> **WHAT IS NEEDED**:
In the material below, the lines to repeat exactly run from the one containing "Objective: one point per instance of the metal" to the very last line, both included.

*** Opening DATA TO USE ***

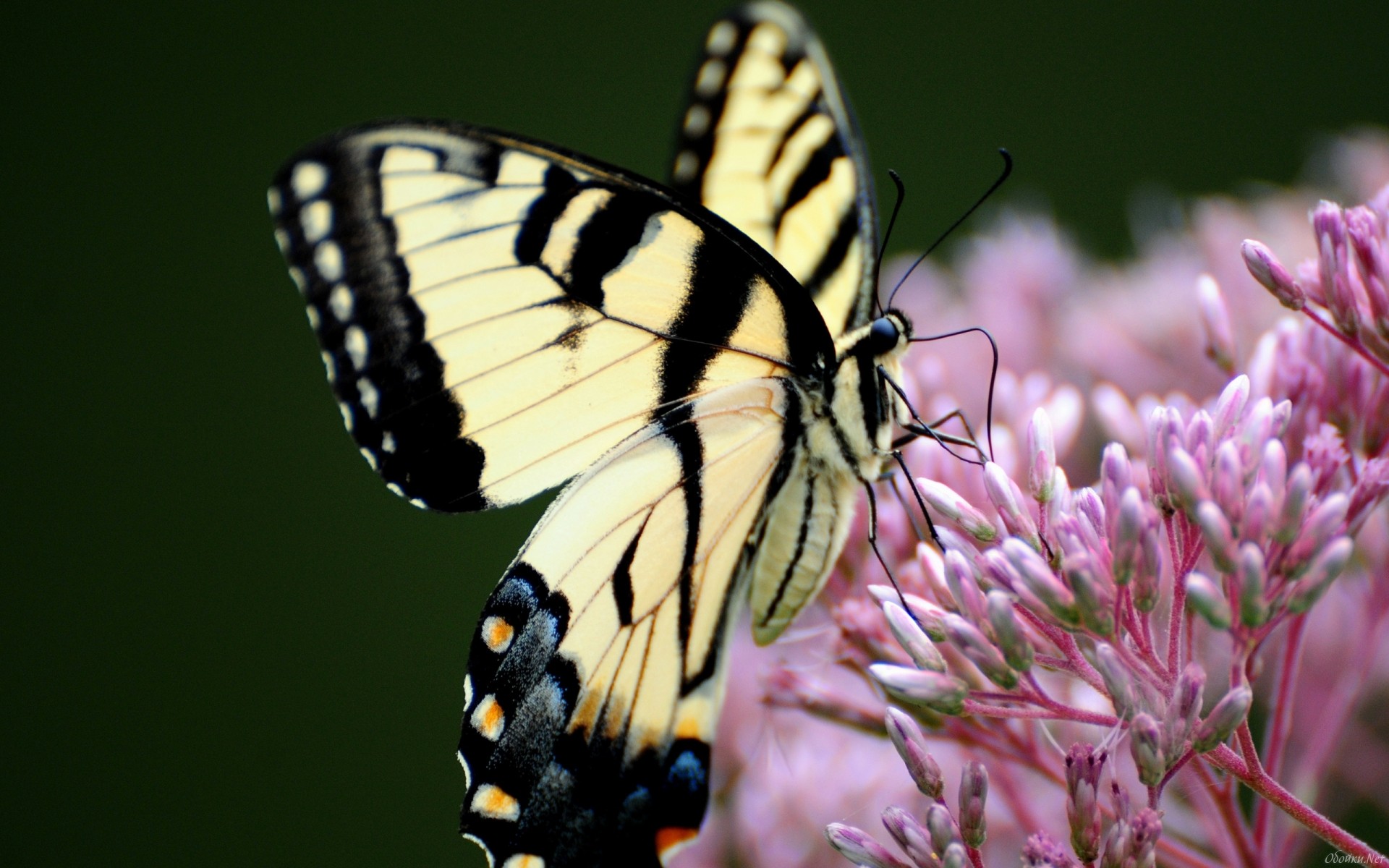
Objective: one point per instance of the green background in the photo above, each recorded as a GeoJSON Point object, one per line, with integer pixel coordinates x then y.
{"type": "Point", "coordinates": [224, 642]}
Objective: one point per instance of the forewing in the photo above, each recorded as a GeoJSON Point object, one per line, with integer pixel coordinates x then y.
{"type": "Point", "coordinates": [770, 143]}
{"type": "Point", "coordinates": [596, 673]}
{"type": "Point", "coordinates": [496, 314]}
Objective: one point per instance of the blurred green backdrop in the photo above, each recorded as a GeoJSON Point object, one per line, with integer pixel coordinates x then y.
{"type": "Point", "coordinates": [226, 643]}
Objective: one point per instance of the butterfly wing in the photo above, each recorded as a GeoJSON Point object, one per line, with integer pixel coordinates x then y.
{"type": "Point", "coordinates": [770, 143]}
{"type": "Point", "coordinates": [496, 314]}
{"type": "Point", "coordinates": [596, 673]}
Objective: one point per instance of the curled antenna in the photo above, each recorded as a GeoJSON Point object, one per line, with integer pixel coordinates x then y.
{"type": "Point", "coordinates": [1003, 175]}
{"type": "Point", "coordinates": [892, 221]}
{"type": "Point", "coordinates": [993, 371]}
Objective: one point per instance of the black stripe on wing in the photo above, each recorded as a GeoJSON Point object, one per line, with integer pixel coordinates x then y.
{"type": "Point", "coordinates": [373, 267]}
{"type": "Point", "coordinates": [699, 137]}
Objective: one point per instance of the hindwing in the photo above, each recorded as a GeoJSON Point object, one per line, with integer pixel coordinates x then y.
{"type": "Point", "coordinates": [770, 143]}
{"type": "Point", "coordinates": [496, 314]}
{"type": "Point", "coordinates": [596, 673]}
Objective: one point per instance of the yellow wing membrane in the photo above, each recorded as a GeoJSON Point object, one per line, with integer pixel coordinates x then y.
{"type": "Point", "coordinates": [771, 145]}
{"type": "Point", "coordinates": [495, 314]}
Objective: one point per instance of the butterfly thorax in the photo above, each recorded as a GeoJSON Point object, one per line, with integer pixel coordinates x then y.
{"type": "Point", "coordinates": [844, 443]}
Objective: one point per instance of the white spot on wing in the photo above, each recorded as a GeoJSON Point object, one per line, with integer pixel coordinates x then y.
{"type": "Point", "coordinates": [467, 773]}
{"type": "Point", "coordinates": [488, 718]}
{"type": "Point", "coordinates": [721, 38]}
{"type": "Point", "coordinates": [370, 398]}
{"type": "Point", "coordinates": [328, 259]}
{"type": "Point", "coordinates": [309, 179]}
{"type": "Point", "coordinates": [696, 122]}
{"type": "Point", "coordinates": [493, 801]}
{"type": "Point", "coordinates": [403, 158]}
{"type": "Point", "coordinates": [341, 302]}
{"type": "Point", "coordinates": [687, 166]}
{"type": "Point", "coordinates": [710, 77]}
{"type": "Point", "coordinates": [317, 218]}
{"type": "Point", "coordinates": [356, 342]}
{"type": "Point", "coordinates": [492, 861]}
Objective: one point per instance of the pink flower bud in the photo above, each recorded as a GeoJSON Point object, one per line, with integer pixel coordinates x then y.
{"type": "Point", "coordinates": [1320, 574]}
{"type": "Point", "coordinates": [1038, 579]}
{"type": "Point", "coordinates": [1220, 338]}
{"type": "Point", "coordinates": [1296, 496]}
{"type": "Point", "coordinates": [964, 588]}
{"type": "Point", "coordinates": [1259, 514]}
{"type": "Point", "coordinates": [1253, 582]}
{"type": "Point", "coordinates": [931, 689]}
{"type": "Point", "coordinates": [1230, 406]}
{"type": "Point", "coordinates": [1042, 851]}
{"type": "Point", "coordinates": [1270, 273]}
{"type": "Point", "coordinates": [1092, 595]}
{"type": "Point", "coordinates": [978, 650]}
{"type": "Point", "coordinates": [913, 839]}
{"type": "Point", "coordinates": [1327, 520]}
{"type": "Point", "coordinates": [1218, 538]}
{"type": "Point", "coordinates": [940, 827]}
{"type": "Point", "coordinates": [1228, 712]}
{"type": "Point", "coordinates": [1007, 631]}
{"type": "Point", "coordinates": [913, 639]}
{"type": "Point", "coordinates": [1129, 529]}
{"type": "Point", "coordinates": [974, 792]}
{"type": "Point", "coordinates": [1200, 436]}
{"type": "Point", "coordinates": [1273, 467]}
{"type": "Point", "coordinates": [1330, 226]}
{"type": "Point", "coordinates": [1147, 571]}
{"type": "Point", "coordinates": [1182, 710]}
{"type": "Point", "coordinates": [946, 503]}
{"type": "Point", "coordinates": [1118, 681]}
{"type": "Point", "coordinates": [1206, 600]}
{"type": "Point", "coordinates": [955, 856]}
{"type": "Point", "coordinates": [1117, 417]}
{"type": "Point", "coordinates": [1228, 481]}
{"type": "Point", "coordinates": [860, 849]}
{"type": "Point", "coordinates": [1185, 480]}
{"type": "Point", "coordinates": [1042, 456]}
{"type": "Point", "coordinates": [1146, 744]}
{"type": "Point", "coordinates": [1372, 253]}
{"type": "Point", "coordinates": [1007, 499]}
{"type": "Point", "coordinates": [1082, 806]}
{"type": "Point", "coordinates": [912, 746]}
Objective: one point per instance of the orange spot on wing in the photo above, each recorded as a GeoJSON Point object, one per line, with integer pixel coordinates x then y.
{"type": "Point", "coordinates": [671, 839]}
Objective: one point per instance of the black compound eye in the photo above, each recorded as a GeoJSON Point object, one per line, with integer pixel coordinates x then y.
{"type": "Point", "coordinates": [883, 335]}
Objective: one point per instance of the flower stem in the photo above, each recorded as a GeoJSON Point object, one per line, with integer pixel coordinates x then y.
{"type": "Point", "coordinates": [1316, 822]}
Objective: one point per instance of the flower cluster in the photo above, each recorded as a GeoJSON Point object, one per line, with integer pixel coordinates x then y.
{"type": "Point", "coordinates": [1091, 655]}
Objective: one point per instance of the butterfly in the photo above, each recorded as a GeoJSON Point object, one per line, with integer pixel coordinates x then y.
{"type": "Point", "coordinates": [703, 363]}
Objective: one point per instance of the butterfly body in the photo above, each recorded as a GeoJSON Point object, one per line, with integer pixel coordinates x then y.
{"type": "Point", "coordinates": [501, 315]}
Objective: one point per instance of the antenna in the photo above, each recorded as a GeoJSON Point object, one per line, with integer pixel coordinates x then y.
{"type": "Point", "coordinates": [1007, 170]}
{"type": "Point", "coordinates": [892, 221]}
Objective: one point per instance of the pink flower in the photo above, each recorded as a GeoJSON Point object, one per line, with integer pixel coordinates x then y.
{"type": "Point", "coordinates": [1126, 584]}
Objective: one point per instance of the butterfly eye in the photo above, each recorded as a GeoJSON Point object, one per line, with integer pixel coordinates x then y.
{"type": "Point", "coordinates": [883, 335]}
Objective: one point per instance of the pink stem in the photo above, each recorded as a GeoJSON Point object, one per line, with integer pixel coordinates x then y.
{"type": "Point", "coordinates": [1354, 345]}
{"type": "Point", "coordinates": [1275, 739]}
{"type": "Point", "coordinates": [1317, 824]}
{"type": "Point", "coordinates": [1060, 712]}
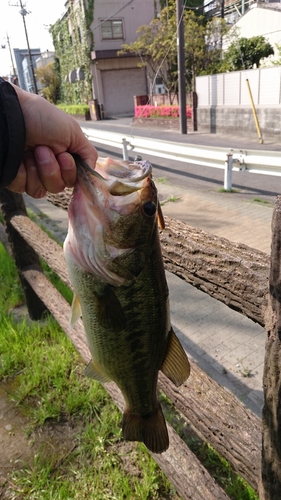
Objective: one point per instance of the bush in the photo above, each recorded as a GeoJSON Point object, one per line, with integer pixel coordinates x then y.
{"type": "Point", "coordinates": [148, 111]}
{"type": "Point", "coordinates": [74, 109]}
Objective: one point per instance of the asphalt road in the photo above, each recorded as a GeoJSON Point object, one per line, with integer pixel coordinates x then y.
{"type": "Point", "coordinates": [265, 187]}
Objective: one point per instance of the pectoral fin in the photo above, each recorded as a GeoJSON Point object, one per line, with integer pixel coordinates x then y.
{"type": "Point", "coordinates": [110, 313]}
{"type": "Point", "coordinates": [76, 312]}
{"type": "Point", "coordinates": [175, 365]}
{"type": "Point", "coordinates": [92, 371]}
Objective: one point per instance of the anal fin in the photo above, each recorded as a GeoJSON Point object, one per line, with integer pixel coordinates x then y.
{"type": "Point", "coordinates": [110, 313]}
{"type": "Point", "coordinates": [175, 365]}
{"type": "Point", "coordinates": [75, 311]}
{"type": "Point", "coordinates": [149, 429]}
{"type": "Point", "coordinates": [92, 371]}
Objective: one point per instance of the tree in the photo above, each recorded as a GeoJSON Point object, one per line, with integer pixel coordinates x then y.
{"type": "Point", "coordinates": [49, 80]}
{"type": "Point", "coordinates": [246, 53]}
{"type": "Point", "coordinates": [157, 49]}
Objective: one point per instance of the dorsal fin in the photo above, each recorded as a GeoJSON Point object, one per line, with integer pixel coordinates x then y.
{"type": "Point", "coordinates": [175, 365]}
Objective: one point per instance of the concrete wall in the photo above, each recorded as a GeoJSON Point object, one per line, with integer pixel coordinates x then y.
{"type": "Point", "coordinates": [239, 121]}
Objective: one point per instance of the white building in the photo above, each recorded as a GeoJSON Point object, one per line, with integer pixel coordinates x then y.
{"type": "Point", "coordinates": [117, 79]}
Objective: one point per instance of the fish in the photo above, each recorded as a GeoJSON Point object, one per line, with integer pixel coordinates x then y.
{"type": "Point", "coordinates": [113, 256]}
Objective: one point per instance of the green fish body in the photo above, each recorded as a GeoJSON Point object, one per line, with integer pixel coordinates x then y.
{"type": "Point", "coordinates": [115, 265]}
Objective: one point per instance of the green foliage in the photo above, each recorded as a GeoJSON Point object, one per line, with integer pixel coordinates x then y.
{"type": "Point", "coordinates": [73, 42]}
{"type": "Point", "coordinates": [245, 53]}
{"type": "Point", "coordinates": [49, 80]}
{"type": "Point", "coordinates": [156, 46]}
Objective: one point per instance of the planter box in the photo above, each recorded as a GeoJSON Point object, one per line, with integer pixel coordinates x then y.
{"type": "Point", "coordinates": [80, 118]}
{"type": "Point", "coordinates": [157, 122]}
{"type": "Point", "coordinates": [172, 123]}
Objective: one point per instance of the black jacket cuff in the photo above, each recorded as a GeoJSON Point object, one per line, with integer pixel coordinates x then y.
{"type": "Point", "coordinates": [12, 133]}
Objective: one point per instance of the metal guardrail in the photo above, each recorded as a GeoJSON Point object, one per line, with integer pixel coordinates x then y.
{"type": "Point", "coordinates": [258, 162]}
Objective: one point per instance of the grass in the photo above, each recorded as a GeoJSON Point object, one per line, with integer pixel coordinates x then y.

*** Closing DATA TO USE ***

> **ANSWER BELOW**:
Objective: one point per instance of the metal guardrail in the photo above, each recorded as a GeoJSON Point object, one per line, with integer pixel coordinates x then y.
{"type": "Point", "coordinates": [258, 162]}
Objective: one point per instance of the grass in the photo above, each recorded as a GeoJSON Point object, one per line, with integer pixel coordinates x then y.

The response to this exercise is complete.